Exercise goal:
Please answer these questions using the manta passage:
1. For how many years has Hartup been studying Guam's Manta alfredi?
2. How long does a manta pup take to develop?
3. How many individual mantas has Hartup documented on Guam?

Exercise passage:
☆ ☆ ☆ ☆ ☆ ☆ ☆

Guam mantas will be forever mentioned in the scientific literature because of UOG Master of Biology candidate Julie Hartup's passion for her research subject. She has been studying Guam's Manta alfredi for eight years and is the first to document a very interesting behavior, mantas eating fish spawn.
Several of Hartup's paddler and free diving friends told her about seeing mantas congregating purposefully in an area where surgeonfish were spawning. Since they were able to give her an exact date, Julie was able to calculate the moon phase, which is important as many fish synchronize their spawning with the moon. Using this information she predicted when the spawning event would occur that upcoming year and was there to witness a shoal of spawning surgeonfish accompanied by a fever of mantas.
Hartup's research findings not only highlight important information about mantas, but also reveal predictable spawning aggregations (SPAGs) for three important reef dwellers: Acanthurus triostegus, Acanthurus gutattus, Acanthurus lineatus. These surgeonfish react to the presence of mantas by trying to evade them.
As is often the case with basic research, many more questions evolve out of finding a few answers. "The mantas come in patterns. Are they herding the spawning fish? Is there cooperative behavior? How do the mantas know to come? Mantas are thought to be singular except for feeding or visiting cleaning station. Are they really singular or more social than we know? These are some of the questions I really want to investigate," says Hartup.
What science does know about mantas is that they live 40 to 50 years and are late to mature. They usually have only 1 pup every 2 to 5 years, which takes 13 months to develop and comes out rolled up like a burrito. There is no parental care, so the pups navigate life without motherly guidance. No one knows where mantas have their young.
"I believe mantas must have a remarkable sensory system. Their cerebellum and frontal lobes are quite large so they are naturally curious and will check out humans in their vicinity," explains Hartup. Through direct observation, photographs and videos she has documented 41 individuals on Guam, but there is a massive lack of information about the lives of mantas in Micronesia.
In 2008 the Yap state government passed Law No. 7-36 which designates " . . . all the internal and territorial waters of the State of Yap are hereby established as an official sanctuary for manta rays." Hartup's research has been tapped by the Yap government to develop an effective management plan for the protection of the mantas in Yap. She has been collecting data on Yap's mantas for several years: "By understanding the lives of Micronesia's mantas, we'll know where to start protecting them." Hartup wants to document them before they are lost to the threats of human encroachment or habitat degradation.
Julie Hartup is the Mariana Islands Program Leader for the Manta Trust, a not-for-profit organization dedicated to research and conservation of mantas and their ocean home. She is making a difference in the region one manta at a time.

☆ ☆ ☆ ☆ ☆ ☆ ☆

Data section:

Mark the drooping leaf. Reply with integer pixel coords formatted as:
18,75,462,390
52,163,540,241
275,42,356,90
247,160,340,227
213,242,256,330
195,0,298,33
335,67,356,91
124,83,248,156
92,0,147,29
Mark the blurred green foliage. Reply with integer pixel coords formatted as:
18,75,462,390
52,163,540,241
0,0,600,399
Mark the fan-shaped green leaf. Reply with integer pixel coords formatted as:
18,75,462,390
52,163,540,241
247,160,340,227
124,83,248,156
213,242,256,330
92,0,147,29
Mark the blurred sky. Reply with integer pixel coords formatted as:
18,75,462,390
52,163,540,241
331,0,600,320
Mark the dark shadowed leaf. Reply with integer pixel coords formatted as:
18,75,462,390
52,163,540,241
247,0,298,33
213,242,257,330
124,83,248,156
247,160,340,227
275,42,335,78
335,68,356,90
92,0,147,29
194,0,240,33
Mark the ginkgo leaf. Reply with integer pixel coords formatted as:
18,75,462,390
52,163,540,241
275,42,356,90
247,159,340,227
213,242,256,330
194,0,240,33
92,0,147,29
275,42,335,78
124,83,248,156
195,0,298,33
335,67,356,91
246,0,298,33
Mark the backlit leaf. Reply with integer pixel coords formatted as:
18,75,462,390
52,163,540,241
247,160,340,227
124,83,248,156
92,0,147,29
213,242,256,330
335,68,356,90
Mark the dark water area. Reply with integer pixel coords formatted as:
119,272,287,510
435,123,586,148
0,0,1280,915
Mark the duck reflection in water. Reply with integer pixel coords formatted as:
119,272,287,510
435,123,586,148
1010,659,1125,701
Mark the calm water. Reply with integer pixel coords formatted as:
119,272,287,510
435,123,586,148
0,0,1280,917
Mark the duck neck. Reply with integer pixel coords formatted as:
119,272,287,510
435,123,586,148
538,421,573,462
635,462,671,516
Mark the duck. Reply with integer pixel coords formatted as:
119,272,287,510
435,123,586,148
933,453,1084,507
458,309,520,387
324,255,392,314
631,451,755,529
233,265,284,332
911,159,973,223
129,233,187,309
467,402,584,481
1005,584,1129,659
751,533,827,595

☆ ☆ ☆ ☆ ☆ ☆ ☆

Result:
1. Eight years.
2. 13 months.
3. 41.